REQUEST 1. In the legal passage, what doctrine do the decisions cited by the plaintiffs concern?

PASSAGE GIVEN.
====================

In the current proceeding the defendant now asserts that Akin, Gump negligently gave them the wrong advice on entering this deal. To the contrary, Akin, Gump did not need to advise them of their potential liability. They already knew from the recalcitrant limited partners, and especially Hochman, that they had significant liability exposure. Moreover, they cannot depart from their previous representations to fit the facts around a defense in this case (Machado v Clinton Housing Development, 20 AD3d 307, 798 NYS2d 56 [1st Dept 2005] ["We reject plaintiffs' belated argument that the leak was actually in the wall because it directly contradicts Mrs. Machado's earlier deposition testimony that the water was leaking from both the bathroom faucet and valve at 20 AD2d 308), see, also, Popoters V Northern Boulevard Corp., 11 AD3d 368 [1st Dept 2004]."

Although the plaintiffs' have cited a number of decisions holding that to assert the doctrine of judicial estoppel a party must show that the present position is inconsistent with a position taken by the adversary in a prior proceeding in which the adversary prevailed, courts in this jurisdiction have held that in the appropriate circumstances, success in the prior [*4]action is not always necessary (D&L Holdings v Goldman, 287 AD2d 65, 71, 734 NYS2d 25, [1st Dept 2002], lv. to app den 97 NY2d 611, 742 NYS2d 604).

====================

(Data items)
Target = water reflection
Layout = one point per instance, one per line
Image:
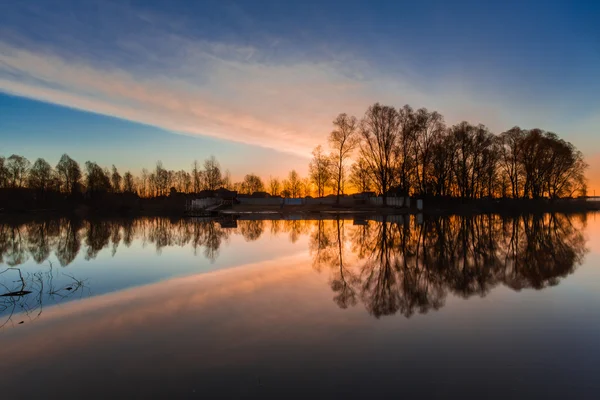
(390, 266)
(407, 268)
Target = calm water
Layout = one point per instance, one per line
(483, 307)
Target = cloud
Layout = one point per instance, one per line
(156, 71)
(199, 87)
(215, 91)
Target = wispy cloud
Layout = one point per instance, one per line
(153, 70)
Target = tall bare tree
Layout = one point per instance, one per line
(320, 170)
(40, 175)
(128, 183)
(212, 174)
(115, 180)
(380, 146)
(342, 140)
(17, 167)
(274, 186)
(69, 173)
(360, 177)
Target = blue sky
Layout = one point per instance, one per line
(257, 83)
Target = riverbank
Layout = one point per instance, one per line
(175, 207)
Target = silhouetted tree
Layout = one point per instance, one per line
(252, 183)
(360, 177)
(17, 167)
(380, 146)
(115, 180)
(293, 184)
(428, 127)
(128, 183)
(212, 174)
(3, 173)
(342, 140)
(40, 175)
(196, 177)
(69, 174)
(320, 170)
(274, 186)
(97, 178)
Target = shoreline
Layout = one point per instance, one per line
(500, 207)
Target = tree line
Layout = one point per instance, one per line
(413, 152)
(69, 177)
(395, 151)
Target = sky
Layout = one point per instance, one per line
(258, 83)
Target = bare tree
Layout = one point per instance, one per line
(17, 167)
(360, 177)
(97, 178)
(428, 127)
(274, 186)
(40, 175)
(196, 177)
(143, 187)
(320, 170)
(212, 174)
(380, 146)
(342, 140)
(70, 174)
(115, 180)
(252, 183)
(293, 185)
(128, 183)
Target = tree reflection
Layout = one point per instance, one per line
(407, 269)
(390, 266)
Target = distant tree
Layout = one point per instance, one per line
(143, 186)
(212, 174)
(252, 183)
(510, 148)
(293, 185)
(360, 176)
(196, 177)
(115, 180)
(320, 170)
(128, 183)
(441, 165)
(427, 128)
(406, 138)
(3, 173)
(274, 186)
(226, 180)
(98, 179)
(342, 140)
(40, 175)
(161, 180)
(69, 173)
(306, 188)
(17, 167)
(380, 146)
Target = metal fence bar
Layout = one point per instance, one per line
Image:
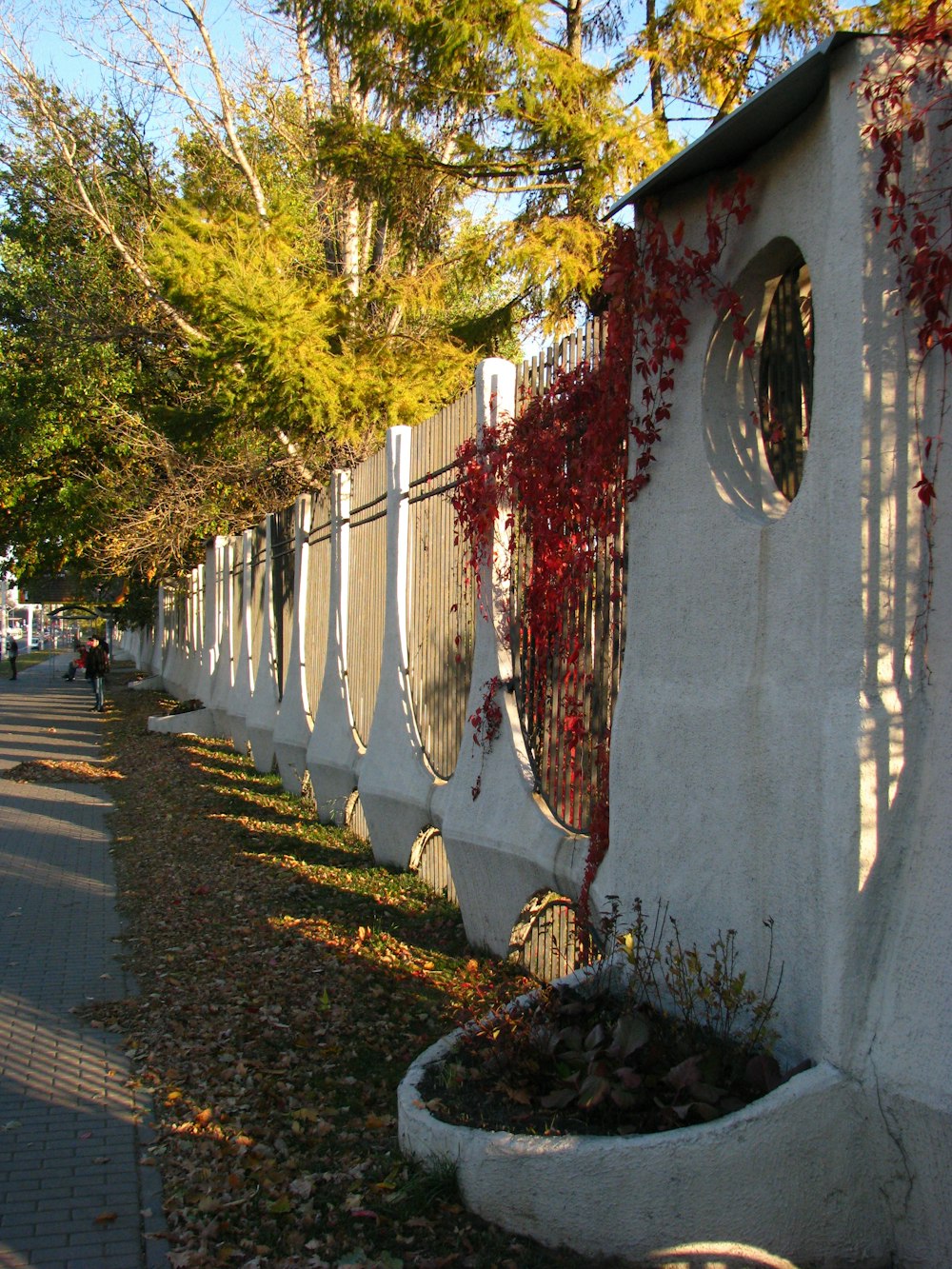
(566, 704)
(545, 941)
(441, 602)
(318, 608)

====================

REQUEST 2. Copy the entries word for word, starting at the line that contains "Target = metal fence bar" and ending at the last line of the entries. Leave the picture out.

WRITTEN SOLUTION 1. The doctrine of judicial estoppel.

WRITTEN SOLUTION 2.
Target = metal fence bar
Layout = one point per instance, one per line
Image:
(566, 704)
(545, 941)
(441, 602)
(318, 608)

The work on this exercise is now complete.